[Given instruction]:
Please collect every line of the records below that contains the string "target".

═══ Working data ═══

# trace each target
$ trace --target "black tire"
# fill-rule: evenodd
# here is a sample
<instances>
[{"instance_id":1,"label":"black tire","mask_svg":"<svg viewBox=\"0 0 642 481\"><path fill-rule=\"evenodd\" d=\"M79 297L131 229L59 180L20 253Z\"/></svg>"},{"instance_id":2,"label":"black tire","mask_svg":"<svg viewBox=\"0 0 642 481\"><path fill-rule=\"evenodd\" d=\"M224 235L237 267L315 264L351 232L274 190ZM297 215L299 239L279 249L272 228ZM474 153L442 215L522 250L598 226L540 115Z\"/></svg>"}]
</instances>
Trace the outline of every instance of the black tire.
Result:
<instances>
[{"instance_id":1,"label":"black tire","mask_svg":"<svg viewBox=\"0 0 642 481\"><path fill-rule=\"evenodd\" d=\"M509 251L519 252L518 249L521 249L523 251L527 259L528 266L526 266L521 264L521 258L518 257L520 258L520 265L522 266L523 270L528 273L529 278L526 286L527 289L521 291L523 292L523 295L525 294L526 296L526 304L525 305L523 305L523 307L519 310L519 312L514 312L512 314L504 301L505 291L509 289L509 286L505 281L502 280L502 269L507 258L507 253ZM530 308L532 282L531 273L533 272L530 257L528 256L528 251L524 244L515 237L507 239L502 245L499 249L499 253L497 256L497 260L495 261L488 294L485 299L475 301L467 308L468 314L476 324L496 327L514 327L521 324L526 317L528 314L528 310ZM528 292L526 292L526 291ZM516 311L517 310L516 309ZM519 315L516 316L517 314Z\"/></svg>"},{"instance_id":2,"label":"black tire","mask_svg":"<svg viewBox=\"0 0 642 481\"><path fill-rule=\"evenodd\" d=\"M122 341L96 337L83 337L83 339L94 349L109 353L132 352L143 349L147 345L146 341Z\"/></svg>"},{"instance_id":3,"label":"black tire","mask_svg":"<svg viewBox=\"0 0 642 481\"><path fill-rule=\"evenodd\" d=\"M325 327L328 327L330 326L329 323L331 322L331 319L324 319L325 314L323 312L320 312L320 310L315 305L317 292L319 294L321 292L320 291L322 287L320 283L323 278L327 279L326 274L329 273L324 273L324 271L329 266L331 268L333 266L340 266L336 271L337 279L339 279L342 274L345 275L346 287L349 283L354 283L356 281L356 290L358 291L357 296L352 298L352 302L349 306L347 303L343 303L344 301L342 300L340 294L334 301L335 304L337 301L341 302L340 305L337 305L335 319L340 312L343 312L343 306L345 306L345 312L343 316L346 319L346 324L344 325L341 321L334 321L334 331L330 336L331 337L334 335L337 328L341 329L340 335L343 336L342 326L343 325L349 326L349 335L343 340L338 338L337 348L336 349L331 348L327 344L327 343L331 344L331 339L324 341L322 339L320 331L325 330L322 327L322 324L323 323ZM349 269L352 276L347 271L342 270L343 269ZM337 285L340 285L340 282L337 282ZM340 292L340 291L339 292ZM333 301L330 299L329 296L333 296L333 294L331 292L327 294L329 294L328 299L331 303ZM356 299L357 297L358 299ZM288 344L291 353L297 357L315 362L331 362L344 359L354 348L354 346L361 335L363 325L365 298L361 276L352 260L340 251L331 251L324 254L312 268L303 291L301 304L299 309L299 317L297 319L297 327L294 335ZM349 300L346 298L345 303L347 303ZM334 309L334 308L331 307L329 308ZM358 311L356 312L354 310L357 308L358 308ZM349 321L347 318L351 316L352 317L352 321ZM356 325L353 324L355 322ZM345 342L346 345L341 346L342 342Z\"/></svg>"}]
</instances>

═══

[Reply to the task]:
# trace each target
$ trace --target "black tire"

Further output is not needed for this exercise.